───── Records shown ─────
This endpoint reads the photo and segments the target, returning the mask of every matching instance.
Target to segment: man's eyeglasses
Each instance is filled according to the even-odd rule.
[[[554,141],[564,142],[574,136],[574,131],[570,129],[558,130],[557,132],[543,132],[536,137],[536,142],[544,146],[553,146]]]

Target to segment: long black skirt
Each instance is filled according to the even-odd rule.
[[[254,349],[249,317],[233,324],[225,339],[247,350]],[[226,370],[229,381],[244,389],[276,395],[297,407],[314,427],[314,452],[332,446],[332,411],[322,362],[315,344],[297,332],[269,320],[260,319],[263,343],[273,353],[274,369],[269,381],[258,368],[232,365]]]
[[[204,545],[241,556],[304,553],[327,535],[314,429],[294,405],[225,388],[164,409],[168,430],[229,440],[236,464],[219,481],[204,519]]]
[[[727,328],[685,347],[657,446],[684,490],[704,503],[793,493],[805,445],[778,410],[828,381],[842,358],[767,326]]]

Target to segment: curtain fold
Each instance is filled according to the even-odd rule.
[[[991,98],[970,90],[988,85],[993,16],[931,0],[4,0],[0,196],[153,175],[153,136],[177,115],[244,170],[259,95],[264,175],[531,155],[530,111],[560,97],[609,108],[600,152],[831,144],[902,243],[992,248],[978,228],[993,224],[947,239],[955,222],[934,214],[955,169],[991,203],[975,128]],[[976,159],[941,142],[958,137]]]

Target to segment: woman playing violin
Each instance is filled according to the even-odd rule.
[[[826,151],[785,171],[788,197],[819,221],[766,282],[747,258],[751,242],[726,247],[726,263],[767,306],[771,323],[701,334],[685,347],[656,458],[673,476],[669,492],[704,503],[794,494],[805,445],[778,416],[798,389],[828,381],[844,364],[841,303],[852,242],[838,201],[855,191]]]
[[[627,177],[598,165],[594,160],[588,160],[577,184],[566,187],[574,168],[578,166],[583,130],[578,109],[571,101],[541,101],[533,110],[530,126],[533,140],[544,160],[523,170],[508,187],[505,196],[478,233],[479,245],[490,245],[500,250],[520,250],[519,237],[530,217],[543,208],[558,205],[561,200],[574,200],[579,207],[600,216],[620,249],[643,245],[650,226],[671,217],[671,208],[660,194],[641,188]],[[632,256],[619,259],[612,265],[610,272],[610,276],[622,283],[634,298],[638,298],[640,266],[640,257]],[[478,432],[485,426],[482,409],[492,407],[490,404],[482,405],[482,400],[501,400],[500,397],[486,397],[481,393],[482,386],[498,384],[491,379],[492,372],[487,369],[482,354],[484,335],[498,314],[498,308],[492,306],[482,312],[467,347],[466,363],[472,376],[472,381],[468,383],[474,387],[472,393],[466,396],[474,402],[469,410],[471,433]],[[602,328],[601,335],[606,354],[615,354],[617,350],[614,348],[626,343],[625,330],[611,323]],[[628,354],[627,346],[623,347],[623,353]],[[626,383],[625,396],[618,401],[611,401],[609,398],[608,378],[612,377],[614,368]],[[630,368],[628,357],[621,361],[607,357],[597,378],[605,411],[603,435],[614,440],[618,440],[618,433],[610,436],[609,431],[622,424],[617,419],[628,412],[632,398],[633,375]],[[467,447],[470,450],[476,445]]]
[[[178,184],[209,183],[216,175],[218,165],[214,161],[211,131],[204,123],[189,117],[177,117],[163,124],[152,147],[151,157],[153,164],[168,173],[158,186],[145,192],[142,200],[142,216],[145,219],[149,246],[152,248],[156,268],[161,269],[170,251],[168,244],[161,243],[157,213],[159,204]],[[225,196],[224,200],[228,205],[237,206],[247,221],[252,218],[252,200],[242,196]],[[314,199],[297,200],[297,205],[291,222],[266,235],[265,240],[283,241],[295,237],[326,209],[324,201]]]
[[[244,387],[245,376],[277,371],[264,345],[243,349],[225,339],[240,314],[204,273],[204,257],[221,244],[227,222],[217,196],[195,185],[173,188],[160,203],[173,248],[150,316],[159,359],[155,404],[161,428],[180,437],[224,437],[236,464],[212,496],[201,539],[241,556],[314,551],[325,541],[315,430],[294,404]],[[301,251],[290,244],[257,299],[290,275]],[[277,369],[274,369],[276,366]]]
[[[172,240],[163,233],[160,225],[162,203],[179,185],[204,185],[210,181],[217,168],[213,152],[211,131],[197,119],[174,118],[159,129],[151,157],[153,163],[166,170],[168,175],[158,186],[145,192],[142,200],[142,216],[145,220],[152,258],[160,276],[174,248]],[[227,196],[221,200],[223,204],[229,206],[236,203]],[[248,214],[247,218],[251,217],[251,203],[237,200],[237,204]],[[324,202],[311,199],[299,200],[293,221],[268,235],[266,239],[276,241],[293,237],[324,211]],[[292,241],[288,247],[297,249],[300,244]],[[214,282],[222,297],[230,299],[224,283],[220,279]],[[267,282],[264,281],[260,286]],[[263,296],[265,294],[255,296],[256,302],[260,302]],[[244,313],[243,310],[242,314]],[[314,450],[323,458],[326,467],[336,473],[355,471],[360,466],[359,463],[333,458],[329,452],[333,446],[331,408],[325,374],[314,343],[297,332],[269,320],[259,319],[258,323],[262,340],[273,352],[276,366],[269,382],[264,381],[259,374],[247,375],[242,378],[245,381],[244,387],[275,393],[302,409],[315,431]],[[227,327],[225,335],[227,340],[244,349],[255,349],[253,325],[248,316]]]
─────
* _Exercise goal_:
Retype only this portion of the data above: the line containing "Target to segment: curtain fold", the line containing "Target to segment: woman playing violin", and all lines between them, exactly.

* _Response area_:
Target to segment: curtain fold
Each instance is filled according to the even-odd rule.
[[[991,98],[970,90],[988,85],[993,16],[931,0],[4,0],[0,196],[153,175],[153,136],[177,115],[244,170],[259,95],[264,175],[531,155],[530,111],[560,97],[609,108],[600,152],[831,144],[902,243],[992,248],[978,228],[993,224],[947,239],[955,222],[934,214],[955,169],[991,203],[975,128]],[[976,159],[941,142],[958,137]]]

Target to segment: woman playing violin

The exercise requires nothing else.